─── Record excerpts ───

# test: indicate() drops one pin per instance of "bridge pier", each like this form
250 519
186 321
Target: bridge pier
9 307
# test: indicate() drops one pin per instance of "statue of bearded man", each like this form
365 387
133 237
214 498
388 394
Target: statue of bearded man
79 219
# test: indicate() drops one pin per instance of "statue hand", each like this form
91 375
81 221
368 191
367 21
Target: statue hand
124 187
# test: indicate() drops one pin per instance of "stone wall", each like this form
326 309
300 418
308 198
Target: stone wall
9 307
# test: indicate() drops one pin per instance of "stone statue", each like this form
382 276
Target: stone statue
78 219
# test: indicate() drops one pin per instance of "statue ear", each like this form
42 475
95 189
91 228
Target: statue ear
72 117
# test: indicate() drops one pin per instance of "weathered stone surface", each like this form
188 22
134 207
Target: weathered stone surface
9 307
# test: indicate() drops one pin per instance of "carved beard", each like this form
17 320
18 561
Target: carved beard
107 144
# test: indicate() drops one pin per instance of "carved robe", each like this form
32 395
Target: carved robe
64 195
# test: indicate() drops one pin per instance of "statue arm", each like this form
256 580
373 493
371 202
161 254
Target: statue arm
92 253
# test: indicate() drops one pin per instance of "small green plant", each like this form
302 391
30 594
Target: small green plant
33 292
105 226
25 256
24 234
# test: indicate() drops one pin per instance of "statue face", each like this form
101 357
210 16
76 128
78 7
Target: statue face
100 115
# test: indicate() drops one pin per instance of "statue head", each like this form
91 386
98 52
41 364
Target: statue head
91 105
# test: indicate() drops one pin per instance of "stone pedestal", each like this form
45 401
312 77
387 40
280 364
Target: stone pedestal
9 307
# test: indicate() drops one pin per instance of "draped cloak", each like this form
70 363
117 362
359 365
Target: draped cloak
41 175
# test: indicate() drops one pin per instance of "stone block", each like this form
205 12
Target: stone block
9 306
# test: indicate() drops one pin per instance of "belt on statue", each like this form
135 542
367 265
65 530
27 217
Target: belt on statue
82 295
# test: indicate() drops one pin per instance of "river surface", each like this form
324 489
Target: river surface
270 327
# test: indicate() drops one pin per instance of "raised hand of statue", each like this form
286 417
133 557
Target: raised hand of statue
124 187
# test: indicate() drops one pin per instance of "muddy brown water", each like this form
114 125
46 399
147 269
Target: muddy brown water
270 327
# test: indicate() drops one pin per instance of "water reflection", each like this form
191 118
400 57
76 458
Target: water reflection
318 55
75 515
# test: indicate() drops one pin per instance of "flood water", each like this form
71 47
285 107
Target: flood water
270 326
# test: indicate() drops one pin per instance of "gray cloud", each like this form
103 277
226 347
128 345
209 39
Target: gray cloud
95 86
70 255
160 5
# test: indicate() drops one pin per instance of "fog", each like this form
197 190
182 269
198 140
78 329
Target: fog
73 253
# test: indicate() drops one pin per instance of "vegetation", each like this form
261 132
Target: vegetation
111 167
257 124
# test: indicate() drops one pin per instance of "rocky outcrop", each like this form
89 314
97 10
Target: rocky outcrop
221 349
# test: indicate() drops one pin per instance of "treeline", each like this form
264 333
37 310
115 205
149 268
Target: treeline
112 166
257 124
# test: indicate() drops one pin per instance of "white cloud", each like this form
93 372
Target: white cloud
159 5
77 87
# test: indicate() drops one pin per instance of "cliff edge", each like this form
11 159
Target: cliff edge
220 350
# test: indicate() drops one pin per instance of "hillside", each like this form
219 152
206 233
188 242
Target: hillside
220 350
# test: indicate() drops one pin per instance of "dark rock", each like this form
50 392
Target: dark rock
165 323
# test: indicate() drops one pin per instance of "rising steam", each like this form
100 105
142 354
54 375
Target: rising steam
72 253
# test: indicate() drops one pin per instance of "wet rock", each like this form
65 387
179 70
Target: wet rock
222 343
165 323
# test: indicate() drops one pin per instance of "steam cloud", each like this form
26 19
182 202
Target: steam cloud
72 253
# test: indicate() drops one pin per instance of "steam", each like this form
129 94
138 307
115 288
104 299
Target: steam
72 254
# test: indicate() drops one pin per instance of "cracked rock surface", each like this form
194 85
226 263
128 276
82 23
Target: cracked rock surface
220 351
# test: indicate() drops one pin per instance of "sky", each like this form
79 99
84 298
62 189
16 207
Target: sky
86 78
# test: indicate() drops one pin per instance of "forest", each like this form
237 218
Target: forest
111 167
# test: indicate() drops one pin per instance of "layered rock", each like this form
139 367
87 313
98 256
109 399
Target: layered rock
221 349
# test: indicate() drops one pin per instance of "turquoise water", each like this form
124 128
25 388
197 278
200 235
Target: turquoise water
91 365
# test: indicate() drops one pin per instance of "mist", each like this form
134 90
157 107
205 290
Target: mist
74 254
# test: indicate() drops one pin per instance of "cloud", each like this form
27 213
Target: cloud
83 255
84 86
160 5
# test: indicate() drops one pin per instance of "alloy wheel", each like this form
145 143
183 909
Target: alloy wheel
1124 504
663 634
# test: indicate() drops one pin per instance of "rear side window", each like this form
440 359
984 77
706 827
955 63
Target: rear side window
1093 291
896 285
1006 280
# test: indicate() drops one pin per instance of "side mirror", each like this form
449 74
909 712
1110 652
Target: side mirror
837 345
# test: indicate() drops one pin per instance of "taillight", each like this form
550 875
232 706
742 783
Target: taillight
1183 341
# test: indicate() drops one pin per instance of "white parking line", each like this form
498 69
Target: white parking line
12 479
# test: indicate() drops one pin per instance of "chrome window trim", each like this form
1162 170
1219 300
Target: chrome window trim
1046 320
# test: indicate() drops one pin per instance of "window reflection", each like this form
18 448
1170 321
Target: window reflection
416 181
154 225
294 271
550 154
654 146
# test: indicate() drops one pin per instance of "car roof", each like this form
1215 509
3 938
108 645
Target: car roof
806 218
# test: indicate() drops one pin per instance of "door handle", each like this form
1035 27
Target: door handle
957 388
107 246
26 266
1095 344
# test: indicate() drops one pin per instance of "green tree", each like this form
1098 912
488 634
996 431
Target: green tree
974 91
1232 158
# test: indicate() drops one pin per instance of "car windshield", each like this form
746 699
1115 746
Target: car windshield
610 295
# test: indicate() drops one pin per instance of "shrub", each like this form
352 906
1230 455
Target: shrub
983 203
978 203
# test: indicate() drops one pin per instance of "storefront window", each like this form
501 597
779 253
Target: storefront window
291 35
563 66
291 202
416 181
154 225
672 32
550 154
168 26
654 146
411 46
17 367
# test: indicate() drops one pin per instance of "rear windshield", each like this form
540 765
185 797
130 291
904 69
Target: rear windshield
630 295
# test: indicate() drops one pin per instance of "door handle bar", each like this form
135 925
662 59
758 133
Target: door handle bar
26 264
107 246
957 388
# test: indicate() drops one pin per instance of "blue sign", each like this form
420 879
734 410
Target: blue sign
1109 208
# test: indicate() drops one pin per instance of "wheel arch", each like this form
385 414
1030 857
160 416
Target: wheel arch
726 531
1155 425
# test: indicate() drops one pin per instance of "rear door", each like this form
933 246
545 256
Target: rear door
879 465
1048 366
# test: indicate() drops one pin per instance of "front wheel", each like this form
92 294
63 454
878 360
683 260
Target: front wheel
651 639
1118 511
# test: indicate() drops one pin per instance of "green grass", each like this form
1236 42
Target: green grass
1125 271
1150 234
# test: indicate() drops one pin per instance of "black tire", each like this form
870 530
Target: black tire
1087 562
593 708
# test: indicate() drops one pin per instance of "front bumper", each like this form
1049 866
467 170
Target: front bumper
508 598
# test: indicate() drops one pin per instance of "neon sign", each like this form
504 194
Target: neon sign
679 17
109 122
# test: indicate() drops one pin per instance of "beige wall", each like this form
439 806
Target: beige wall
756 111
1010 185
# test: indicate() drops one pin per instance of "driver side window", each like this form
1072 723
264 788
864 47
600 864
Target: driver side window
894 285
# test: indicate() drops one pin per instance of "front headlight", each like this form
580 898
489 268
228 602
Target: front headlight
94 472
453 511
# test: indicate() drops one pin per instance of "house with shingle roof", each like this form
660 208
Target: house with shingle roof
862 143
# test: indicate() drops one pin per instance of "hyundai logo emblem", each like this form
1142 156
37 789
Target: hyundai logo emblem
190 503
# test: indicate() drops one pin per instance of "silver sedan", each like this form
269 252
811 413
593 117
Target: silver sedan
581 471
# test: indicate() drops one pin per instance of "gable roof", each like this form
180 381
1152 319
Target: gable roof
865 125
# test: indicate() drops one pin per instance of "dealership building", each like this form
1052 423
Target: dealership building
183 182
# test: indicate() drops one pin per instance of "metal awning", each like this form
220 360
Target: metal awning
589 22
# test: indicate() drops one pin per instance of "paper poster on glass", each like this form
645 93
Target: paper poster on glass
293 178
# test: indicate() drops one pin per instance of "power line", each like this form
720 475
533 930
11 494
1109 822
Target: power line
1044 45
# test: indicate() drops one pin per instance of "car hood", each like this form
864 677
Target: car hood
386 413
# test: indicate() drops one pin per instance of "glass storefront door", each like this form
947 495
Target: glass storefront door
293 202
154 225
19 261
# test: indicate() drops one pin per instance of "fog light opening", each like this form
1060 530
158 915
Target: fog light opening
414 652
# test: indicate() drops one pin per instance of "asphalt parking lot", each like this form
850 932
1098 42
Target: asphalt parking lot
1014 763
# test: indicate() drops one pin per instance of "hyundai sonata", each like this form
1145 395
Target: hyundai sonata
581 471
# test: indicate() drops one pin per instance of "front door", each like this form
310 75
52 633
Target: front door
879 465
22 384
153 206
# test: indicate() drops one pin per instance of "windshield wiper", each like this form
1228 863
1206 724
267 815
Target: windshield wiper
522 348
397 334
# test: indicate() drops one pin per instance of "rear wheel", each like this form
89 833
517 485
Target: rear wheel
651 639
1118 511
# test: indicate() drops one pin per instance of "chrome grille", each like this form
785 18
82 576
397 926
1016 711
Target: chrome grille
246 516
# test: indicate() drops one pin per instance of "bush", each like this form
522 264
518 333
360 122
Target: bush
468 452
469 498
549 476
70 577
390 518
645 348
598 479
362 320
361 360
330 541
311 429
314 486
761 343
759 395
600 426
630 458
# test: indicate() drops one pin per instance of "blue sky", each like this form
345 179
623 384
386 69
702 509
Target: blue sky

───

Locate each line in the records above that contains the string "grille" and copy it. Uppercase and lowercase count as different.

# test: indicate() drops one pin per instance of "chrome grille", each like this form
Target: chrome grille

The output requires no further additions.